BEGIN Material for this exercise

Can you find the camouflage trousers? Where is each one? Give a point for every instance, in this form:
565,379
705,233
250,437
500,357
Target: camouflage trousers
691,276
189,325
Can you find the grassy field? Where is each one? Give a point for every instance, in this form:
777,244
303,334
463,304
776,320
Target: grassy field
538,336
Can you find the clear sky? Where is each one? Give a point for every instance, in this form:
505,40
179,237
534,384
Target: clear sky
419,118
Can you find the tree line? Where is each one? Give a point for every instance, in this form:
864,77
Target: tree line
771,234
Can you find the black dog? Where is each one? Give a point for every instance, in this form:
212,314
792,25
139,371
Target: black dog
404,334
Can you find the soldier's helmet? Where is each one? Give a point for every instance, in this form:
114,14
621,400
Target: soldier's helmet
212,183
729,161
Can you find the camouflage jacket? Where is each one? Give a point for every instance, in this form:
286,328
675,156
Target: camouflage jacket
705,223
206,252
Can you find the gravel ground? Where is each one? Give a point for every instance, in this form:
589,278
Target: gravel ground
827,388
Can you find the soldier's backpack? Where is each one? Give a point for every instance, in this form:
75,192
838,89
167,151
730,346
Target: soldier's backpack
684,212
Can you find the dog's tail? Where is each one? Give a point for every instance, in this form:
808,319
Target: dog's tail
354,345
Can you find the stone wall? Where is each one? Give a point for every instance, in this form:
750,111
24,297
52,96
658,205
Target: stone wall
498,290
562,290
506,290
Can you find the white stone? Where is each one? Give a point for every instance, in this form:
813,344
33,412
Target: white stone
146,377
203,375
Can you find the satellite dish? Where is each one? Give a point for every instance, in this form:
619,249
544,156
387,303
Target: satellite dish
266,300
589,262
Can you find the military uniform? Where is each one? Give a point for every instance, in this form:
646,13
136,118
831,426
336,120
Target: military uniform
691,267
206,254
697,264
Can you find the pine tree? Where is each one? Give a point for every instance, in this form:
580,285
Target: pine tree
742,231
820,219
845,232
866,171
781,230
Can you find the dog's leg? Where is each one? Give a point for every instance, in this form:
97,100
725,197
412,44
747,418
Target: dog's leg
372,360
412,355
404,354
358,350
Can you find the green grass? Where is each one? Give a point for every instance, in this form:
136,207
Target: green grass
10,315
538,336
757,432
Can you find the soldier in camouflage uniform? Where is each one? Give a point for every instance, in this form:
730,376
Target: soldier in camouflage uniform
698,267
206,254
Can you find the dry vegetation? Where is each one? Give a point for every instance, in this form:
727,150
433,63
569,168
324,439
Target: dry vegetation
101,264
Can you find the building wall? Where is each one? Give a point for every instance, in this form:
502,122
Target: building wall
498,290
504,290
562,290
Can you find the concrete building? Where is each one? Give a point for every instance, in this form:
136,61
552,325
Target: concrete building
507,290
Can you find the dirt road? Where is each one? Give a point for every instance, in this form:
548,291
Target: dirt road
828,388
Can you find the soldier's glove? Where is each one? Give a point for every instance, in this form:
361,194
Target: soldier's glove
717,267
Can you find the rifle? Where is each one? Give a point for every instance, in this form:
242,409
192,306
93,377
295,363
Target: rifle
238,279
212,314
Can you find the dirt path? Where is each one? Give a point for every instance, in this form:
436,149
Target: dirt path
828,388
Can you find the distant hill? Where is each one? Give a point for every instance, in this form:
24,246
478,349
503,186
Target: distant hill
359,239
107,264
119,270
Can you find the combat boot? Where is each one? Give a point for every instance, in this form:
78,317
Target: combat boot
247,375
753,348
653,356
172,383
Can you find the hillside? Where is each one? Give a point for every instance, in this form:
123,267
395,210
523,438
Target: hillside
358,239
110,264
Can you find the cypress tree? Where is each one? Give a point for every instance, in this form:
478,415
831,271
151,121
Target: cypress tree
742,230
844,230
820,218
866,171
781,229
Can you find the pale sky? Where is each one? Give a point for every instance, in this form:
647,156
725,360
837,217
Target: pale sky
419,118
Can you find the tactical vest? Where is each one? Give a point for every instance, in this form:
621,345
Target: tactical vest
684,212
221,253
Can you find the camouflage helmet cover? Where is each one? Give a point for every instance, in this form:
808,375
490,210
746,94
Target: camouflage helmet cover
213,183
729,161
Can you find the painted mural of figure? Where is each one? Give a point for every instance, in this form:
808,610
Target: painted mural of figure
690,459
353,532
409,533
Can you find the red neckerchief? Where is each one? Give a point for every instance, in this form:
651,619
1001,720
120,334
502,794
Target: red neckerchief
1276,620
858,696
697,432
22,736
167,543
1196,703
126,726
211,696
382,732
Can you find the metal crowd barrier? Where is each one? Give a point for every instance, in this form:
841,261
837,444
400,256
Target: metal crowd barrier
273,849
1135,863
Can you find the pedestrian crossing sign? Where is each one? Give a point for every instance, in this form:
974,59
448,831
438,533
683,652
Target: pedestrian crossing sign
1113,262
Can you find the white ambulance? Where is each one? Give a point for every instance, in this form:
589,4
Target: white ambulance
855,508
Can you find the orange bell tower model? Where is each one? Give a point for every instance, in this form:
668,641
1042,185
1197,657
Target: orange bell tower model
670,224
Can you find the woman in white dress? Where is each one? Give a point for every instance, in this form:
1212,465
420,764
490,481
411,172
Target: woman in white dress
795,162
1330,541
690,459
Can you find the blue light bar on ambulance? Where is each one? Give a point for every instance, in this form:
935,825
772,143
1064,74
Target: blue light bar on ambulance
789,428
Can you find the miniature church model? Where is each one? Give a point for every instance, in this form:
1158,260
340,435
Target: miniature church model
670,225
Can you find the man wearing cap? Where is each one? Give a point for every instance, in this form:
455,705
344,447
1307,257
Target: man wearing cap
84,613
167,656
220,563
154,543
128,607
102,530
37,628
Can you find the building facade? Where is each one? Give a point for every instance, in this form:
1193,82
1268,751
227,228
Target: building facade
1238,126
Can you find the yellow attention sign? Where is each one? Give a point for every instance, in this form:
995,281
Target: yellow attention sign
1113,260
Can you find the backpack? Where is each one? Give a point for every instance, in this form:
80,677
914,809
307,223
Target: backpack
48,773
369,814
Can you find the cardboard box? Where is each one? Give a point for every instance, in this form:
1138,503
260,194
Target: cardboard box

END Material for this exercise

[Problem to work on]
Produce the material above again, word for word.

[Result of this exercise]
Can you find the camouflage trousers? Where is each one? Give a point for every instance, in this form:
565,379
705,233
250,437
500,357
Target: camouflage trousers
691,276
189,325
Can you find the grassy field? Where is each one? Give a point for every instance, in this form:
777,244
303,334
463,304
776,320
Target: grassy field
538,336
Can you find the clear sky? Where is each one? Give a point for every instance, in this form:
505,40
179,237
534,384
Target: clear sky
419,118
Can you find the tree line? Where is each one? Give a point for every instance, in this form:
864,77
Target: tree line
771,234
Can you find the black dog? Where is each one? Give a point for every instance, in this form:
212,314
792,25
139,371
Target: black dog
404,334
Can you find the soldier's helmet? Where is each one? Give a point for every instance, in this form:
114,14
621,400
Target: soldier's helmet
212,183
729,161
Can you find the camouflage jacket? Where is each one? Give a point for every instance, in this form:
286,328
675,156
Target: camouflage jacket
705,223
206,252
Can you find the gravel ground? Where is each one? Give a point for every instance, in this form:
589,278
Target: gravel ground
827,388
Can you find the soldier's backpack? Where is each one? Give a point for every instance, in this form:
75,192
838,89
167,151
730,346
Target: soldier's backpack
684,212
Can you find the dog's tail? Where is each one? Give a point for every instance, in this form:
808,319
Target: dog's tail
354,345
Can you find the stone wall? Where is each one? Give a point for every instance, in this form:
750,111
24,297
52,96
658,205
Target: stone wall
498,290
562,290
506,290
Can you find the white stone? Where is each one? Give a point for every instance, in this form:
813,344
33,412
Target: white stone
146,377
203,375
Can you find the satellite dish? Where is each one? Give a point for every instance, in this form:
619,249
544,156
387,303
Target: satellite dish
266,300
589,262
Can you find the military uniform? Where is each one? Give a point for every instance, in this form:
646,13
136,118
831,426
336,120
Target: military uniform
691,267
206,254
697,264
Can you find the pine tree? Where is each one? Give a point for every instance, in this form:
580,285
Target: pine tree
742,231
820,219
845,232
866,171
781,230
Can you find the dog's leg? Where is each one? Give a point for every instance, in this form:
97,100
725,197
412,44
747,418
Target: dog's leg
372,360
412,355
404,354
358,350
Can you find the green grass? Where is each one? Give a point for every instance, in this form:
136,207
Target: green grass
10,315
538,336
757,432
Can you find the soldier in camouflage uniform? Where is each one? Give a point for every instance, in this form:
730,376
Target: soldier in camouflage uniform
698,267
206,254
Can you find the dry vegetation? Where is each one? Give a point for every instance, in this form:
727,150
433,63
569,168
324,439
Target: dry vegetation
101,264
Can you find the building wall? Where is each one? Give a point for every instance, in this form:
502,122
Target: building wall
498,290
504,290
562,290
Can you find the concrete building? Where is each one? Give a point for every instance, in this form:
136,61
552,325
Target: concrete building
507,290
Can you find the dirt road? Where is each one? Give a point for every instance, in this form:
548,291
Target: dirt road
828,388
Can you find the soldier's glove? Where is each one? Give a point for every instance, in this form:
361,194
Target: soldier's glove
717,267
Can you find the rifle? Where is each one? Give a point for every instance, in this form:
242,409
192,306
93,377
295,363
Target: rifle
238,279
212,314
Can you find the dirt path? Where is each one? Give a point for every instance, in this form:
436,149
Target: dirt path
828,388
Can you find the distant hill? Where is each one? Give a point for every instance, in this form:
24,246
478,349
503,186
Target: distant hill
359,239
107,264
119,270
Can you find the combat boot? Where is each one? Give a point for every instance, in this form:
78,317
Target: combat boot
247,375
753,348
653,356
172,383
Can you find the hillside? Where is each one? Give a point for every instance, in this form:
123,267
395,210
523,438
Target: hillside
358,239
110,264
Can you find the cypress tree? Where is each one? Give a point for every instance, in this form:
478,415
831,271
151,121
Target: cypress tree
742,230
844,230
820,218
866,171
781,229
Can you find the pale sky? Where is each one? Give a point for every instance, in this form:
647,156
725,360
837,217
Target: pale sky
419,118
Can you find the tactical vest? Where is each one? Give a point for every instance, in this form:
621,345
Target: tactical vest
684,212
221,253
Can you find the camouflage helmet cover? Where is each one? Give a point for every instance, in this form:
808,375
490,210
746,94
Target: camouflage helmet cover
213,183
729,161
Can you find the painted mural of figure? Where is each one? Give a point for every instance, in this form:
808,610
Target: painted mural of figure
690,459
353,532
409,533
Can you find the red neckerchief? Where is each one? Give a point for every instance, in this form:
651,619
1001,720
120,334
502,794
Target: red neckerchief
1276,620
858,696
697,432
22,736
167,543
1196,703
126,726
211,696
382,732
Can you find the metal crowd barrier? Where is each one? Give a point for every instance, in this form:
841,261
837,444
400,256
Target: metal crowd barrier
273,849
1135,863
Can you find the pedestrian crossing sign? Where is each one? Give a point for every instance, in this form:
974,59
448,831
438,533
683,652
Target: pedestrian crossing sign
1113,262
Can you find the white ambulance? Where is each one? Give a point for every instance, in this form:
589,4
Target: white ambulance
855,508
Can you find the orange bell tower model? Where is each one? Give a point for every instance, in this form:
668,641
1042,185
1197,657
Target: orange bell tower model
670,224
Can you find the woman in white dress? Where is each one? Give a point for every instance, in this form:
1212,465
420,764
490,481
411,172
Target: woman in white dress
795,162
1330,541
690,459
Can you find the blue light bar on ambulance? Where is each one? Give a point for every instance, in this form:
935,825
772,143
1064,74
Target: blue light bar on ambulance
789,428
Can you find the miniature church model? Where is each one? Give a point for every instance, in this form:
1158,260
340,435
Target: miniature church model
670,225
Can you find the man wearing cap? Where is each one? Give a point for every instance, in this form:
455,705
344,447
1307,257
Target: man wearing cap
84,613
167,656
220,563
154,543
128,607
102,530
37,628
Can you find the building facade? Where is each one? Give a point for every instance, in this form:
1193,82
1268,751
227,228
Target: building facade
1238,126
Can you find the yellow attention sign? Where is each one? Give a point for every instance, in this form:
995,281
Target: yellow attention sign
1113,260
Can you find the backpack? Where is each one? Give a point for every instance, in this form:
80,677
914,809
307,223
Target: backpack
48,773
369,814
Can you find the cardboard box? Where is each one? Give a point for every instance, in this form:
1138,503
260,194
Target: cardboard box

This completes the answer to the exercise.